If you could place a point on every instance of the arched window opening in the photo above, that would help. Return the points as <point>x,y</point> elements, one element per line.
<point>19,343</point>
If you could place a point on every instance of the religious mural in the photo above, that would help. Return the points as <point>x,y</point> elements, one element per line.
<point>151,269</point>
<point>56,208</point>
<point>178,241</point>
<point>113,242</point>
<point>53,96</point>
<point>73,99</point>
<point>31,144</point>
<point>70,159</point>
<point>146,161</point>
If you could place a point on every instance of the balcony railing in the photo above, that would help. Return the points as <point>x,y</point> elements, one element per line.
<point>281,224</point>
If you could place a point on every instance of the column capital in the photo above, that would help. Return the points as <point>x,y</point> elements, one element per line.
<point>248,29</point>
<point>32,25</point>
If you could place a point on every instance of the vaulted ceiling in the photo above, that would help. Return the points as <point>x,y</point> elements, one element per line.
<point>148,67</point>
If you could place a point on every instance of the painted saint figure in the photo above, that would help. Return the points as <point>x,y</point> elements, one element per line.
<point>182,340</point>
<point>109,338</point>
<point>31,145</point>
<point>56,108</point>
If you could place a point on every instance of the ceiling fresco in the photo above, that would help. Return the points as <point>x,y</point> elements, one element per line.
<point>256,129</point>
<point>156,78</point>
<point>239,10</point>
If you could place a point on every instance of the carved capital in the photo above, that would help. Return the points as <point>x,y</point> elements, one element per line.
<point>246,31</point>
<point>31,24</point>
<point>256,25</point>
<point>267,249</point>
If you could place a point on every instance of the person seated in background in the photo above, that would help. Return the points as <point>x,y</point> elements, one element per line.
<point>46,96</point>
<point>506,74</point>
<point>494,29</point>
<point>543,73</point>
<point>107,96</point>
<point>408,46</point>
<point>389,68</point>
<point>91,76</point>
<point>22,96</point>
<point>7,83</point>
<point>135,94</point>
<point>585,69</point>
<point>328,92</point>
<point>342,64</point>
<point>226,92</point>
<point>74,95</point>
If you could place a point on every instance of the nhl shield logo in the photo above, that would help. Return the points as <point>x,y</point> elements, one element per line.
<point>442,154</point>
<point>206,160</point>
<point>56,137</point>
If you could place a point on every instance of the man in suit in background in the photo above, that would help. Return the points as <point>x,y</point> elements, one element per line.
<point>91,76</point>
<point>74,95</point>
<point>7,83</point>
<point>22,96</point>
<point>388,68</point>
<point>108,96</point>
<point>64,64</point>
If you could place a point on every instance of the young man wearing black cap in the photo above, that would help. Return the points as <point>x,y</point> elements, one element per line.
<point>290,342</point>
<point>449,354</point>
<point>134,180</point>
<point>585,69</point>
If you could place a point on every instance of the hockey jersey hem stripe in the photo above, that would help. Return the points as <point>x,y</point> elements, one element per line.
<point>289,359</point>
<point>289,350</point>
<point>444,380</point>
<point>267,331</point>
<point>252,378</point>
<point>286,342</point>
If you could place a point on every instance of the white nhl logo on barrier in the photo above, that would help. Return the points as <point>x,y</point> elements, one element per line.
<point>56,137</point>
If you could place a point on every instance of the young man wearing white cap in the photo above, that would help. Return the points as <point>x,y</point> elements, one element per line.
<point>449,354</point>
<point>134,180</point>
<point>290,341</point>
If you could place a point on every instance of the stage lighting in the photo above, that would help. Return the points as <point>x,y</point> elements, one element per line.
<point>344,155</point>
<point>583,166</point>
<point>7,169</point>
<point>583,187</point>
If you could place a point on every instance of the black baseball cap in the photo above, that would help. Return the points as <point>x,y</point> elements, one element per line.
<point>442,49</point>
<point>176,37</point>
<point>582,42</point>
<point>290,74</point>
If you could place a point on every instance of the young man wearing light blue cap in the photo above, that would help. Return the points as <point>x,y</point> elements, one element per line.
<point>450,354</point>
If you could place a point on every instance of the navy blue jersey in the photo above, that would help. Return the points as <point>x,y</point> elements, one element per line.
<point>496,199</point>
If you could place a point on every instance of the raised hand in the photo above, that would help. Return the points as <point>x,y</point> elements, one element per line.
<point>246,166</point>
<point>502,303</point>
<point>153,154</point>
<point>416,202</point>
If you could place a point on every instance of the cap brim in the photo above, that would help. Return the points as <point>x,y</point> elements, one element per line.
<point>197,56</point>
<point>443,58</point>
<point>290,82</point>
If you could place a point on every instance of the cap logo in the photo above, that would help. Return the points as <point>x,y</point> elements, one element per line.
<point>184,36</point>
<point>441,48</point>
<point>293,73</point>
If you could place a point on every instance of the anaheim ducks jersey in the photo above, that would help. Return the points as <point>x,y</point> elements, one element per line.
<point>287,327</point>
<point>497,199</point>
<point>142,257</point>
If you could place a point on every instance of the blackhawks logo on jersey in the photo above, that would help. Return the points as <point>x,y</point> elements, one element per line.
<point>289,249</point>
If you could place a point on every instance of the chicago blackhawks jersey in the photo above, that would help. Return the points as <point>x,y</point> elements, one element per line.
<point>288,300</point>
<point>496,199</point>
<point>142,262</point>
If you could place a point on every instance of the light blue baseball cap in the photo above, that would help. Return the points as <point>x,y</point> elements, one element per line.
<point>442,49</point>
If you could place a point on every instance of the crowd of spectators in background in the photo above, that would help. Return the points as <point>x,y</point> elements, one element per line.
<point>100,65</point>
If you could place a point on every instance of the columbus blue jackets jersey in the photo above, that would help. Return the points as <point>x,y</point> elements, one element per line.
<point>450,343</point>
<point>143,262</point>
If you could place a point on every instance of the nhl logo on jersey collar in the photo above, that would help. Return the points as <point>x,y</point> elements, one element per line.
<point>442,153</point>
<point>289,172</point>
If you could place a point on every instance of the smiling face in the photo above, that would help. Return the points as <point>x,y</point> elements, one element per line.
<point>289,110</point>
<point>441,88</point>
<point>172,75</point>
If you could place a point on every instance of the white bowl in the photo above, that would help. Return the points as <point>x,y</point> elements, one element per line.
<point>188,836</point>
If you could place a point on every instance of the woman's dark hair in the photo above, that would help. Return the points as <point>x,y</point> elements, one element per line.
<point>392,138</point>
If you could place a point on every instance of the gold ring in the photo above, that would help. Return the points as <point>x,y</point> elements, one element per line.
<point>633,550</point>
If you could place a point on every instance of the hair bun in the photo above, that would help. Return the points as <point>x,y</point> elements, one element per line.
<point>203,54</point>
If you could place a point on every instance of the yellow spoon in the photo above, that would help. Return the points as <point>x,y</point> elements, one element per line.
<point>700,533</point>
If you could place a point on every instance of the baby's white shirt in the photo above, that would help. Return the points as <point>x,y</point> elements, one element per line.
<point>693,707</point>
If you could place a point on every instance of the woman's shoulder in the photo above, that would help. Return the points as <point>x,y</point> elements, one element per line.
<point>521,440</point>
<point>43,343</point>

-------

*GOAL OF THE EXERCISE*:
Output consists of exactly the lines from the one containing "the woman's shoulder" to the end of the records above, retyped without change and with nothing extra.

*OUTPUT OF THE TASK*:
If you could place a point on every instance of the woman's shoulder in the photo above, that would help. Return the points as <point>x,y</point> elements, one element per line.
<point>521,440</point>
<point>43,343</point>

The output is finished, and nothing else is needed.